··· Extracted data ···

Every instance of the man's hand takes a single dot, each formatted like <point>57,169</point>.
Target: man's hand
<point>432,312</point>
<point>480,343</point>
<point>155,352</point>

···

## Instructions for the task
Would you output the material above once more, exactly as given?

## Answer section
Every instance of the man's hand takes a single dot, each formatted like <point>57,169</point>.
Target: man's hand
<point>432,312</point>
<point>480,343</point>
<point>155,352</point>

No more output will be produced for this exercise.